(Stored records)
--------------------------------------------------

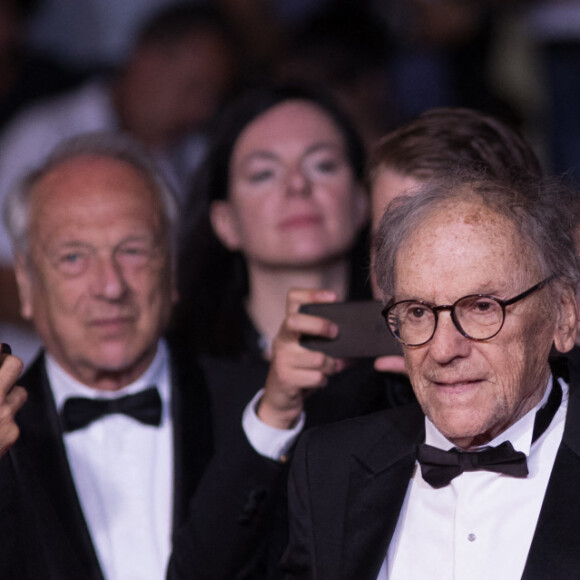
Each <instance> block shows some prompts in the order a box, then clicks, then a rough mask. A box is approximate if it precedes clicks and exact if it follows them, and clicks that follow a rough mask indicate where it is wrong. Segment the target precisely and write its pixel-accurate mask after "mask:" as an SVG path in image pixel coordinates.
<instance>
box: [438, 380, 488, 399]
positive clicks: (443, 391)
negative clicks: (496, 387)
mask: <svg viewBox="0 0 580 580" xmlns="http://www.w3.org/2000/svg"><path fill="white" fill-rule="evenodd" d="M483 382H484V381H483V380H482V379H458V380H452V381H431V384H432V385H433V386H434V387H435V388H436V389H437V392H438V393H440V394H441V395H452V396H457V395H462V394H468V393H471V392H472V391H474V390H476V389H479V387H480V386H481V385H482V384H483Z"/></svg>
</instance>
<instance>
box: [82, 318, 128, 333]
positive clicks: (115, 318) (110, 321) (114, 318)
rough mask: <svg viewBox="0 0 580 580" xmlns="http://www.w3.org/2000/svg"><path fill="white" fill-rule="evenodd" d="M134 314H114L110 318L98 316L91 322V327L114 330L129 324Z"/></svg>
mask: <svg viewBox="0 0 580 580" xmlns="http://www.w3.org/2000/svg"><path fill="white" fill-rule="evenodd" d="M133 320H134V319H133V317H132V316H114V317H109V318H96V319H94V320H91V321H90V322H89V326H90V327H91V328H95V329H98V330H104V331H113V330H117V329H120V328H123V327H125V326H127V325H128V324H131V323H132V322H133Z"/></svg>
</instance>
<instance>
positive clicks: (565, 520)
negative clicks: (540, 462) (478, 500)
mask: <svg viewBox="0 0 580 580" xmlns="http://www.w3.org/2000/svg"><path fill="white" fill-rule="evenodd" d="M570 371H571V373H570V383H569V386H570V391H569V399H568V411H567V416H566V425H565V428H564V436H563V439H562V443H561V444H560V448H559V450H558V454H557V455H556V461H555V463H554V467H553V469H552V475H551V476H550V480H549V482H548V488H547V490H546V495H545V497H544V502H543V503H542V509H541V511H540V516H539V519H538V525H537V527H536V531H535V533H534V537H533V539H532V544H531V546H530V552H529V554H528V559H527V562H526V567H525V569H524V573H523V575H522V580H545V579H546V578H558V579H560V578H565V579H566V580H568V579H572V578H579V577H580V551H579V550H578V546H579V545H580V502H579V501H578V486H577V482H579V481H580V382H579V381H578V378H580V377H578V376H577V372H576V371H575V370H574V368H573V367H571V368H570Z"/></svg>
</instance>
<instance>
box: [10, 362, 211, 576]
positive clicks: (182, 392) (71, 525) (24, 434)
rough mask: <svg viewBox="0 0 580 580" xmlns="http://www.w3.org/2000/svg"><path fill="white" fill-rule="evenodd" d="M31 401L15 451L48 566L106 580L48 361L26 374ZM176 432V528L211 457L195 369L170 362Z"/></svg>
mask: <svg viewBox="0 0 580 580" xmlns="http://www.w3.org/2000/svg"><path fill="white" fill-rule="evenodd" d="M21 384H22V385H23V386H25V387H26V389H27V391H28V395H29V397H28V401H27V403H26V405H25V406H24V407H23V409H22V410H21V412H20V413H19V415H18V423H19V425H20V429H21V432H20V438H19V440H18V441H17V443H16V445H15V446H14V447H13V449H12V450H11V455H12V458H13V460H14V463H15V469H16V472H17V476H18V479H19V481H20V485H21V486H22V492H23V494H24V496H25V497H26V498H27V502H28V504H29V505H30V506H31V508H32V510H33V511H34V517H35V525H36V529H37V530H38V532H39V535H40V537H41V540H42V545H43V548H42V549H43V551H44V560H45V566H46V570H47V573H48V577H49V578H54V579H55V580H57V579H58V580H63V579H65V578H66V579H71V580H72V579H75V580H83V579H87V580H89V579H90V580H102V578H103V575H102V571H101V568H100V565H99V562H98V560H97V556H96V553H95V549H94V546H93V543H92V540H91V537H90V534H89V530H88V528H87V524H86V521H85V518H84V516H83V512H82V509H81V505H80V503H79V499H78V496H77V493H76V490H75V485H74V482H73V479H72V475H71V471H70V468H69V464H68V461H67V457H66V452H65V448H64V444H63V440H62V430H61V426H60V422H59V417H58V414H57V410H56V407H55V404H54V399H53V396H52V393H51V389H50V385H49V381H48V377H47V375H46V371H45V364H44V356H43V355H41V356H40V357H39V358H38V359H37V360H36V361H35V362H34V363H33V364H32V366H31V367H30V369H29V370H28V371H27V372H26V373H25V374H24V376H23V378H22V380H21ZM171 389H172V392H171V401H172V403H171V404H172V420H173V432H174V438H173V441H174V477H173V486H174V505H173V528H174V529H177V528H178V527H179V526H180V525H182V524H183V522H184V521H185V519H186V516H187V505H188V503H189V499H190V497H191V496H192V494H193V492H194V490H195V489H196V487H197V485H198V483H199V480H200V478H201V476H202V473H203V472H204V469H205V467H206V465H207V464H208V462H209V460H210V457H211V455H212V451H213V450H212V435H211V432H212V428H211V416H210V405H209V399H208V396H207V392H206V390H205V387H204V383H203V377H202V376H201V375H200V372H199V371H198V369H197V367H196V366H195V364H194V363H192V362H189V363H188V364H183V362H182V361H175V360H173V359H172V361H171Z"/></svg>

--------------------------------------------------

**Task prompt**
Each line above where the word "positive" occurs should be returned in full.

**Solution to the exercise**
positive clicks: (443, 391)
positive clicks: (115, 318) (110, 321) (114, 318)
positive clicks: (565, 520)
positive clicks: (182, 392) (71, 525) (24, 434)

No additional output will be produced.